> [Task details]
Locate every line in the material below that contains the word "black", matching case exactly, and copy each of those lines.

> [Point placement records]
== == ==

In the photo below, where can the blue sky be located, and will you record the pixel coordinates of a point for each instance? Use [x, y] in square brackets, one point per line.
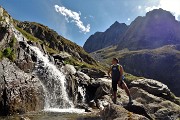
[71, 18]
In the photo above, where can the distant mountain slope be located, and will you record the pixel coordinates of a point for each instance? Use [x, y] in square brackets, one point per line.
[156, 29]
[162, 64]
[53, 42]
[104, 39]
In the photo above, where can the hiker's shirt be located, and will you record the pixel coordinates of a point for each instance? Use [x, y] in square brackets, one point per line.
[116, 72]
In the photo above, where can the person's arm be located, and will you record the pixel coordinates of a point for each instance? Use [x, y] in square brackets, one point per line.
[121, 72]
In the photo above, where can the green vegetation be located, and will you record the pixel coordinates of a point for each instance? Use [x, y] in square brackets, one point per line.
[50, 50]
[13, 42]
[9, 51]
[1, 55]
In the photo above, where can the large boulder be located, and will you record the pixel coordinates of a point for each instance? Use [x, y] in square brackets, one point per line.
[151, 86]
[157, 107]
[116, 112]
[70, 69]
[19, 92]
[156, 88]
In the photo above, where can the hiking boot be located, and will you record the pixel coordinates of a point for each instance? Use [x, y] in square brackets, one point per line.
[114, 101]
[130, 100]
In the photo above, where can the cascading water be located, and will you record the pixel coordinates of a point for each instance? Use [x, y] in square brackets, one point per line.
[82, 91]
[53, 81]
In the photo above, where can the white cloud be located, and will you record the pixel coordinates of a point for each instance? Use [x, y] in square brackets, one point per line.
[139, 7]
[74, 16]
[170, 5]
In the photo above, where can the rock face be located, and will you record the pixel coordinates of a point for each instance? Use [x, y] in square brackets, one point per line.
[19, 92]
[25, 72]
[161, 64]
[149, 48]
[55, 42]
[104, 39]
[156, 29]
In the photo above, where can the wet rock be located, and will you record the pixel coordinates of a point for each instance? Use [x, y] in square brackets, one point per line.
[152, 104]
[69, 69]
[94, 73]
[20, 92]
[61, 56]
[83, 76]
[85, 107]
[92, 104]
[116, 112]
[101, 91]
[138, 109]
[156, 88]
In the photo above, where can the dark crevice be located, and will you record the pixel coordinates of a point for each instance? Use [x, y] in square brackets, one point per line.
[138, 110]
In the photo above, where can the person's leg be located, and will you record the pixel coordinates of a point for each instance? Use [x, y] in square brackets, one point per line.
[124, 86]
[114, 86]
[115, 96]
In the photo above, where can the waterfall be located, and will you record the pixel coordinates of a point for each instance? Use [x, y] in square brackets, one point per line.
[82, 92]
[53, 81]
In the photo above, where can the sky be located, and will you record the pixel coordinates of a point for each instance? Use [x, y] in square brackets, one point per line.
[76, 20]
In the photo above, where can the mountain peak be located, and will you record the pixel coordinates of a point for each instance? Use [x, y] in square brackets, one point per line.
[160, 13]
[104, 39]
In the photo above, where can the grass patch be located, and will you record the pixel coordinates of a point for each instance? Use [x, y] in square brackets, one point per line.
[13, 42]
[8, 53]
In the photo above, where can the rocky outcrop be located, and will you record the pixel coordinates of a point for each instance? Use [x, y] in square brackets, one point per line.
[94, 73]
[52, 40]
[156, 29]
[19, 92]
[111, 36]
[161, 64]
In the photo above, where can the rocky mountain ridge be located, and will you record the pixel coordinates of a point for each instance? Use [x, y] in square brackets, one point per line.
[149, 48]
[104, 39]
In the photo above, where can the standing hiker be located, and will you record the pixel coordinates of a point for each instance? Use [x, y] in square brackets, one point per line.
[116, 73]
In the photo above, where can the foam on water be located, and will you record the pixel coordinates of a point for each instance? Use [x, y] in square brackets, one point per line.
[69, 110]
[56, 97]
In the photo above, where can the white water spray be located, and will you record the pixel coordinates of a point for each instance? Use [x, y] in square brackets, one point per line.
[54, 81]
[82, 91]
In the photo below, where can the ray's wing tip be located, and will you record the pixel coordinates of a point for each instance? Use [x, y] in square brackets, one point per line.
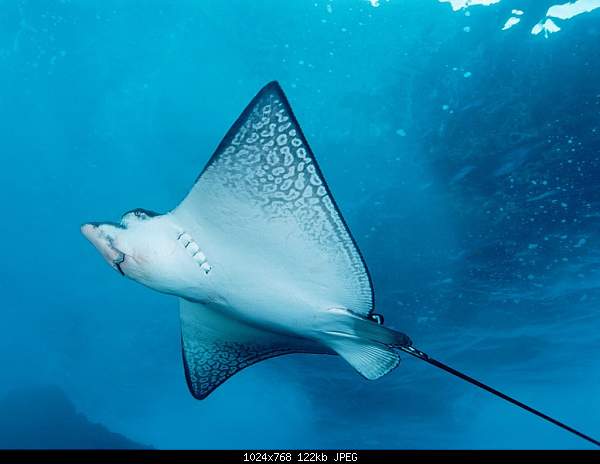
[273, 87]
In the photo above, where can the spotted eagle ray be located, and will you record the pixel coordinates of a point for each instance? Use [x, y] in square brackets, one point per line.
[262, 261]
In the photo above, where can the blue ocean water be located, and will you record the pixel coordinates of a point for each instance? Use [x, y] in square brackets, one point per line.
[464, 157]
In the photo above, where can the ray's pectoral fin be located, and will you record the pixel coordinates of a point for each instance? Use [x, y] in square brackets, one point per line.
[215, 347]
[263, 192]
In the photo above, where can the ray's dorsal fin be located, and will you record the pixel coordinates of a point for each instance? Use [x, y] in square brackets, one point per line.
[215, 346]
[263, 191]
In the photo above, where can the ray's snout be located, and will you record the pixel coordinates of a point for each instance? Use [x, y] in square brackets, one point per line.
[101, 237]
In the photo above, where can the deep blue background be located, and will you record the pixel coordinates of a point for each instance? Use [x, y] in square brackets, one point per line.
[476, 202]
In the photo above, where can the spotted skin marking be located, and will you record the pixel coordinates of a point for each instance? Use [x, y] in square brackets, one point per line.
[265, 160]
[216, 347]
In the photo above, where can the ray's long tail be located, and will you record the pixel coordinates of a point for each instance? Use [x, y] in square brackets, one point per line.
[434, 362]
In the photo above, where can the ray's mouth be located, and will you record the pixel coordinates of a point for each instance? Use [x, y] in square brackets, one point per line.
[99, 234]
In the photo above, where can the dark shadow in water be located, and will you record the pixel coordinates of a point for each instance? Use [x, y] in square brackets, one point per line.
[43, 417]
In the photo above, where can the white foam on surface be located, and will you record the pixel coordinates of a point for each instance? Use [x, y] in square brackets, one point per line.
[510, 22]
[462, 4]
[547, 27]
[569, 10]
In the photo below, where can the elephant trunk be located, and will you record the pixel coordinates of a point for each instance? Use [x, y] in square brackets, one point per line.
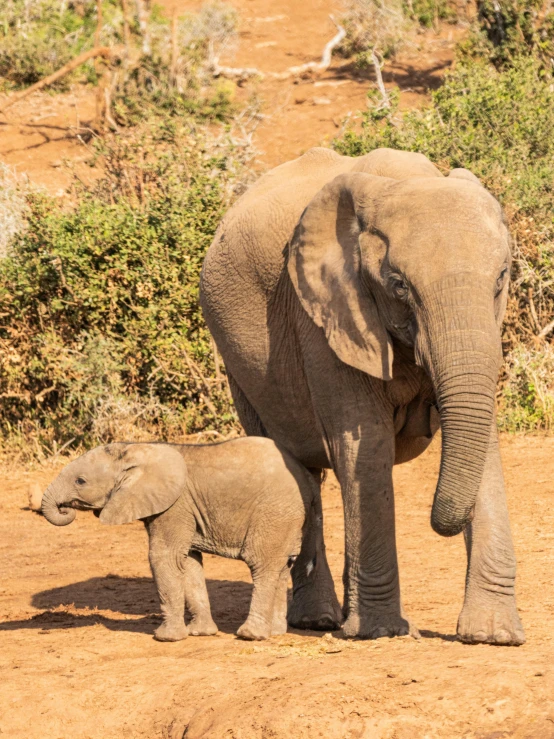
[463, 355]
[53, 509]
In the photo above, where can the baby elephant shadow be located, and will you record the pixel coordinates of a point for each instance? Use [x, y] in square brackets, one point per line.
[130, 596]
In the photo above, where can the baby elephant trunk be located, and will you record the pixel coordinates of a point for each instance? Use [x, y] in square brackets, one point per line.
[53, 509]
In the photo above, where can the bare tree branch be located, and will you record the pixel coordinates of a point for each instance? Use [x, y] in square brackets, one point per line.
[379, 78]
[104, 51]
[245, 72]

== == ==

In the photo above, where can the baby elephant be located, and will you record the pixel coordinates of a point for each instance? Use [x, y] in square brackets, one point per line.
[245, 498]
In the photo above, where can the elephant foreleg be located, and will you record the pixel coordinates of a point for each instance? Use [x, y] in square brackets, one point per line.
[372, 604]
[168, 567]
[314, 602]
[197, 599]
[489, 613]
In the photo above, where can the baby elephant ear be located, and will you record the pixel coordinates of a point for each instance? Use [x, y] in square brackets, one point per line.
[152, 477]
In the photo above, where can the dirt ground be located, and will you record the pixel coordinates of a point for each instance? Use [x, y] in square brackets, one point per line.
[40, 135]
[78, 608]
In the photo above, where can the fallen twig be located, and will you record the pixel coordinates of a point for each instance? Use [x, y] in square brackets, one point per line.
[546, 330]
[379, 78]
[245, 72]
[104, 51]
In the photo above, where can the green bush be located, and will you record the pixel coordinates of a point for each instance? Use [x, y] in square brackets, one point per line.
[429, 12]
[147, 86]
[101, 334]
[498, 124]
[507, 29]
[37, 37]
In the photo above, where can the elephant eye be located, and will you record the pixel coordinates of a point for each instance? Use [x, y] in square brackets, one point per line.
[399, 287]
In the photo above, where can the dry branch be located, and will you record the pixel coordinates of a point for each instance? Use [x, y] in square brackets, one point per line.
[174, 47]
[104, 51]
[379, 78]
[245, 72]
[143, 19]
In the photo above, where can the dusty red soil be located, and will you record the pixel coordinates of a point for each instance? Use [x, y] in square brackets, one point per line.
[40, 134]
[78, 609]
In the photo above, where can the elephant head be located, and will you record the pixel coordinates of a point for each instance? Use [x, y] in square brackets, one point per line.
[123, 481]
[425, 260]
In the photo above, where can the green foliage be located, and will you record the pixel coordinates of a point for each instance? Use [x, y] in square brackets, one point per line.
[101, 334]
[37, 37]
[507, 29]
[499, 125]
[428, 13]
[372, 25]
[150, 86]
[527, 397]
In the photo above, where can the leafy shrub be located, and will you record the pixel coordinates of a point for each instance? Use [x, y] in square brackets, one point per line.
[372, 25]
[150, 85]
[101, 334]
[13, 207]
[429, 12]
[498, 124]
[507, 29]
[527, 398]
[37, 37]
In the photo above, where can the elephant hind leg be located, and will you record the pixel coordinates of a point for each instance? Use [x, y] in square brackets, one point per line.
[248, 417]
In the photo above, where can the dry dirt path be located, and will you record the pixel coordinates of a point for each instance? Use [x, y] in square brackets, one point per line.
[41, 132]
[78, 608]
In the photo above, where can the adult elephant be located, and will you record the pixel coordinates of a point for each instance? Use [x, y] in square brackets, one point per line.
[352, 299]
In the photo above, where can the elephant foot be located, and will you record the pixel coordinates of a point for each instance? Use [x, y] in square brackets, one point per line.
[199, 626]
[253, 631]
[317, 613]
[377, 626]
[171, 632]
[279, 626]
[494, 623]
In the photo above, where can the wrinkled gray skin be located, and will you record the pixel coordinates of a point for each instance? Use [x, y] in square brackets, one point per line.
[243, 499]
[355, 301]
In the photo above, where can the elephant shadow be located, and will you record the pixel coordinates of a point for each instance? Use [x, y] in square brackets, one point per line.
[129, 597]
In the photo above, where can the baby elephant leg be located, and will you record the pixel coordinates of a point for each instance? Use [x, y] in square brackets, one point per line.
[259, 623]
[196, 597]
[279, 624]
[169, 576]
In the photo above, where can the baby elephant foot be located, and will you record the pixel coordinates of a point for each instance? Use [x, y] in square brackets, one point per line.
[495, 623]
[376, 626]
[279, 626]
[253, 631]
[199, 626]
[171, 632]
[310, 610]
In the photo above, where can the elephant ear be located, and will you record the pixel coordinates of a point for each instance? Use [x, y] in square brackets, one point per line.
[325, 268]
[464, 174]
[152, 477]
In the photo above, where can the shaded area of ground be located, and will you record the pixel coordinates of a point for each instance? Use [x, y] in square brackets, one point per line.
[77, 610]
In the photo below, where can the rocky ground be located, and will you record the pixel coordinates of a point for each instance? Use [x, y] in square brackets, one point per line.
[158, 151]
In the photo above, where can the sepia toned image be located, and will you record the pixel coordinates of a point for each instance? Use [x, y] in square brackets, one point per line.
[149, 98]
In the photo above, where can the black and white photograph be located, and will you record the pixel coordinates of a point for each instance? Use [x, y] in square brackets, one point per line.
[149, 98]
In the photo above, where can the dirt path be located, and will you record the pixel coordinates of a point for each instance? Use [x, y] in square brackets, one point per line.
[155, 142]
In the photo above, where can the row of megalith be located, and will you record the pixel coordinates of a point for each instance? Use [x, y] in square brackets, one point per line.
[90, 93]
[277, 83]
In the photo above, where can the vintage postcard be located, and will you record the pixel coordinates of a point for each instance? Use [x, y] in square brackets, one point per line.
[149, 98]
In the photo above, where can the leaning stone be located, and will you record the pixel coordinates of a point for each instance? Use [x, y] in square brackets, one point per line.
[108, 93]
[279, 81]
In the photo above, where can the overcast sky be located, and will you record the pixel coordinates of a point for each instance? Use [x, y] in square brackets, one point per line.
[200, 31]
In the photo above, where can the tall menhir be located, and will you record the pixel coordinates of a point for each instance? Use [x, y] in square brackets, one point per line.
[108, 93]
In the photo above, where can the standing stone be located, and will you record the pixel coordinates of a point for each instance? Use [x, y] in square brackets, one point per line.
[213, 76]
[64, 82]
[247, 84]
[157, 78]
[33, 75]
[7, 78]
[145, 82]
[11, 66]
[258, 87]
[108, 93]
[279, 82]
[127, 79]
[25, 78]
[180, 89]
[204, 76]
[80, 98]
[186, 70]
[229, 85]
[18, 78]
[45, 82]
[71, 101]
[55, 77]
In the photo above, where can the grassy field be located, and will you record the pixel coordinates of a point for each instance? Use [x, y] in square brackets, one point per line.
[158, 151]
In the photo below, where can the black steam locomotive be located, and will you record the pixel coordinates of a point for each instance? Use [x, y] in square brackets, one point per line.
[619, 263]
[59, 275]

== == ==

> [Written solution]
In the photo above, where can the black and white photograph be located, and will you record the pixel coordinates of a point for each instance? Use [x, y] in square brackets, one point per line.
In the photo below, where can the black steam locomotive be located, and will you record the pixel coordinates of a point for each instance? Use [x, y] in square brackets, one point per line.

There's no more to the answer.